[Your goal] Output, with no changes, the span of lines that opens with the line containing "this form: (531,50)." and closes with the last line.

[Data to use]

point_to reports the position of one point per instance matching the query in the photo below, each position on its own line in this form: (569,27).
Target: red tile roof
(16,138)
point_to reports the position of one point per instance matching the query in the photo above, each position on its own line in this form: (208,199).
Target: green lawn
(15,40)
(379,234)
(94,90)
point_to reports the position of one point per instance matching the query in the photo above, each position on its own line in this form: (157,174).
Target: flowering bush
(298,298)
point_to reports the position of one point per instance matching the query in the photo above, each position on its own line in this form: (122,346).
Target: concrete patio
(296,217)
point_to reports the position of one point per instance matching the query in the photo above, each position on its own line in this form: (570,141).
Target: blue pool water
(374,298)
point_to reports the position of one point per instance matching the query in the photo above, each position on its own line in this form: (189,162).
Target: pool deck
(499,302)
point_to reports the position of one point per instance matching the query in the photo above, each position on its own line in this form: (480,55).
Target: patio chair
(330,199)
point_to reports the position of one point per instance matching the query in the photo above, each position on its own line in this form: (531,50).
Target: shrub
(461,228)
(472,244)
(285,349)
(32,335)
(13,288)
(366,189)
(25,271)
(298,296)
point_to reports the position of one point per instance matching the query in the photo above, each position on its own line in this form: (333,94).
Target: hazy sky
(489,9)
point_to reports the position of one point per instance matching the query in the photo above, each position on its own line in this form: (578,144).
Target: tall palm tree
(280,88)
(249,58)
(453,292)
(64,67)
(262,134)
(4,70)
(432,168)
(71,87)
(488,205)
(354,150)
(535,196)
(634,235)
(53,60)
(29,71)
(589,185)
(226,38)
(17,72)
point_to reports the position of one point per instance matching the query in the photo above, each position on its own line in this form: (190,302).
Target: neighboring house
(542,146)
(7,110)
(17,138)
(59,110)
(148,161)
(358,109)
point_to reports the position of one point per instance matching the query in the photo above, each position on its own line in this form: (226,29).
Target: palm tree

[Reply to the task]
point_to reports the position of one point per instance matching the query in the photo above, each position on its own line in this form: (531,50).
Target: shrub
(461,228)
(472,244)
(285,349)
(32,335)
(13,288)
(366,189)
(25,271)
(298,296)
point_to reports the position of one point per instance matching the query in the photo above, each position on its own line in this form: (333,94).
Target: hazy sky
(489,9)
point_to reports the position of one point per instance matching the query in the photo above, each position on its own line in this form: (578,144).
Target: tall palm tree
(280,88)
(249,58)
(453,292)
(64,67)
(262,134)
(4,70)
(432,168)
(71,87)
(488,205)
(354,150)
(535,196)
(634,235)
(53,60)
(29,71)
(589,185)
(226,38)
(17,72)
point_to reports the position of one point per instance matching the query in the photo above, each position on its own line in this form: (190,302).
Target: neighboring house
(542,146)
(7,110)
(17,138)
(59,110)
(148,161)
(358,109)
point_to reports the position of one point per instance matching the query in the photo above, each position on its own line in this form: (226,29).
Target: palm tree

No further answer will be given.